>> Begin Page excerpt

Montgomery students build high school cafe

November 19, 2012
By JOSEPH STENDER - Education reporter (jstender@sungazette.com) , Williamsport Sun-Gazette

MONTGOMERY - Listening to a departing senior class, administrators at the Montgomery Area School District have given a green light to a project that will see students design, build and use a new Internet cafe at the high school.

"It's going to be an area where students can meet. There will be Wi-Fi," said Michael Prowant, high school principal.

Discussions with district administrators, allowed students to voice their opinions on having an area to meet in groups. Students also felt the library was being "under utilized," according to Superintendent Daphne Ross.

Article Photos

JOSEPH STENDER/ Sun-Gazette
A section of Montgomery Area High School is set for construction. The site is the future home of an Internet cafe, which was designed by Montgomery students. The cafe also will be constructed by students. Superintendent Daphne Ross said the cafe will sell refreshments, along with Montgomery Area School District merchandise, and will offer free Wi-Fi Internet to students working on school assignments.

Ross added that students wanted an atmosphere like Bucknell University's new bookstore, which features a coffee shop. She said adding wireless Internet, is just another way of incorporating technology into the school day, which is a goal of the district.

"You can actually talk (in the new cafe). You can have a refreshment ... What the students are saying is, 'We're completely different in the way we learn,'" Ross said of technology. " ... What we're doing is we're changing the way we're delivering our instruction at our high school."

Ross said not only listening to students' ideas but putting them into action, allows students to engage their educational experience and take ownership of it.

"We do need to listen to them," she said. "It adds to student engagement - the feeling that they have more to add to their own education."

But students are not only giving ideas, but making sure they come to life. Students created the design of the cafe and are the main builders of the area.

"It's their idea. They're creating an area in the school that is in every way their own," Ross said.

The project fully came together after the district received a $10,000 grant from the American Legion Post No. 251 for the project. Ross said after pitching the idea to the legion, "They embraced the idea."

The district chose a section of its building, which previously held lockers, to be the new home of the cafe. The cafe will have a refreshment counter, couches, and television monitors that will feature school-related announcements.

"They're just so excited," Ross said. "They want this."

But students aren't the only ones excited.

"The teachers are just as excited about this as the students," Ross added.

The internet aspect of the project is a continuing an initiative to incorporate technology. Ross said students are becoming "less engaged" in a "traditional" classroom setting and want the ability to individualize their education and technology allows them to do so.

Since study halls already are conducted in the library, which is right across the hall from the site of the future cafe, it will give students a chance to go over and work in groups during the day.

Community members have offered their time and expertise to the construction of the cafe, and Ross said she hopes to make it more of a community area, rather than just a school cafe.

Ross said students, teachers and administrators will volunteer their time to work in the cafe. Ross added as a superintendent she's not always able to be around students as much as she would like but hopes being in the area will keep her connected with them.

As students are building it, Ross isn't sure an exact completion date for the cafe but expects students to be putting a lot of time and effort into the construction. Although she said the area doesn't look like a lot now, Ross said she can't wait to see what the students do with the area.

"We expect a lot out of this," she said.

>> End Page excerpt
>> Begin Data extract

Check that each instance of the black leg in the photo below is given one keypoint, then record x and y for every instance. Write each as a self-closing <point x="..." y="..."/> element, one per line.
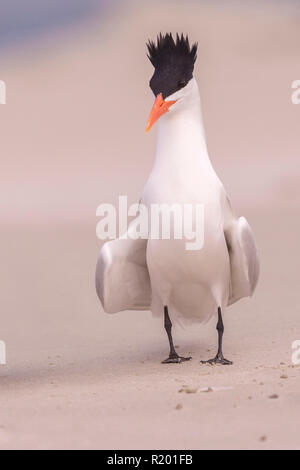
<point x="219" y="359"/>
<point x="173" y="357"/>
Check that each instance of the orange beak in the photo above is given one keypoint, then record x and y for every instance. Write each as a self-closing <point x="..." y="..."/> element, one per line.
<point x="160" y="107"/>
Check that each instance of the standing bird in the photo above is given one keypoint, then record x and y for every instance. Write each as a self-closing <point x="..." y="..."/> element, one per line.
<point x="162" y="275"/>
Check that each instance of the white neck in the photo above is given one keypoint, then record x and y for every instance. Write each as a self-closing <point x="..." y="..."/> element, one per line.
<point x="181" y="138"/>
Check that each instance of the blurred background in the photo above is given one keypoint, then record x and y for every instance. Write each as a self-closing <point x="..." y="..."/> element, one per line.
<point x="72" y="135"/>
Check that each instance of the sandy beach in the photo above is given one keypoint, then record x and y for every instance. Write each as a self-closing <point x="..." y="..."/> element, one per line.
<point x="75" y="377"/>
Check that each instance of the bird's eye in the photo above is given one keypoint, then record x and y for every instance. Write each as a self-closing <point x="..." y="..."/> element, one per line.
<point x="181" y="84"/>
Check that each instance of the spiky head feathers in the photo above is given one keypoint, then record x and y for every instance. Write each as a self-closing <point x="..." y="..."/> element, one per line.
<point x="173" y="61"/>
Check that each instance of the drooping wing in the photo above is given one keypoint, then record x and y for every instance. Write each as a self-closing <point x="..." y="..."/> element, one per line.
<point x="244" y="261"/>
<point x="122" y="277"/>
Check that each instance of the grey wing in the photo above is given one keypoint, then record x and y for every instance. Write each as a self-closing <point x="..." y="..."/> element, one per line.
<point x="244" y="261"/>
<point x="122" y="277"/>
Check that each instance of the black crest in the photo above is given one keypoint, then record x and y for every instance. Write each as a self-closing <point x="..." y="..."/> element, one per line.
<point x="173" y="61"/>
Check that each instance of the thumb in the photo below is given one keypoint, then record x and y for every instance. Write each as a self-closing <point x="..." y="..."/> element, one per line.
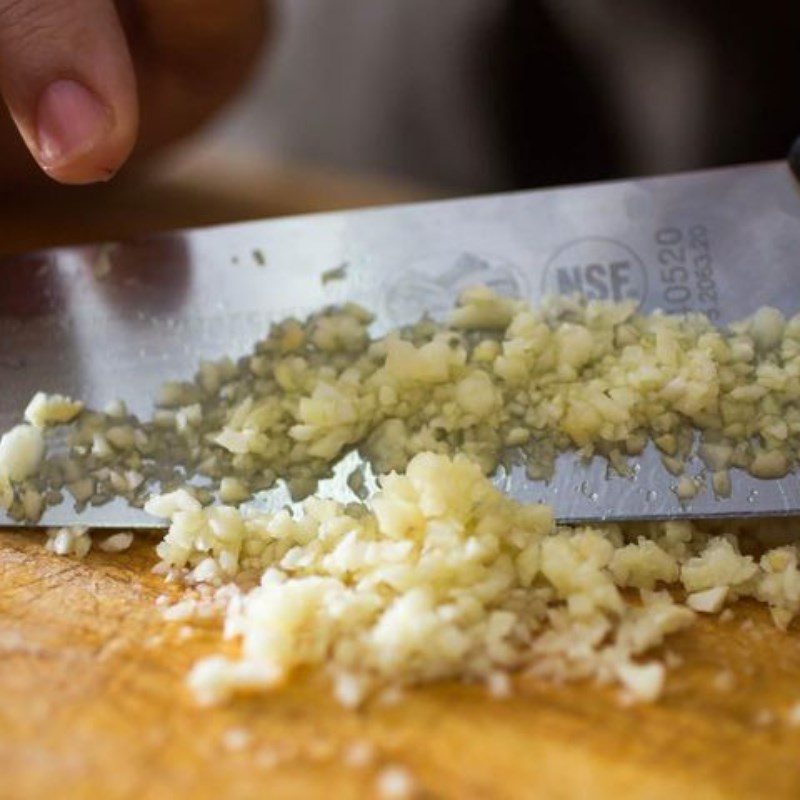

>> End Data extract

» List of tasks
1) In the article about the Montgomery high school cafe, list every person mentioned by name, along with the title or role the article gives each one.
2) Set down the part of the article about the Montgomery high school cafe that starts with "Discussions with district" and goes on through "Superintendent Daphne Ross.", copying it word for word.

» Task answers
1)
- Joseph Stender: Education reporter, Williamsport Sun-Gazette
- Michael Prowant: high school principal
- Daphne Ross: Superintendent

2)
Discussions with district administrators, allowed students to voice their opinions on having an area to meet in groups. Students also felt the library was being "under utilized," according to Superintendent Daphne Ross.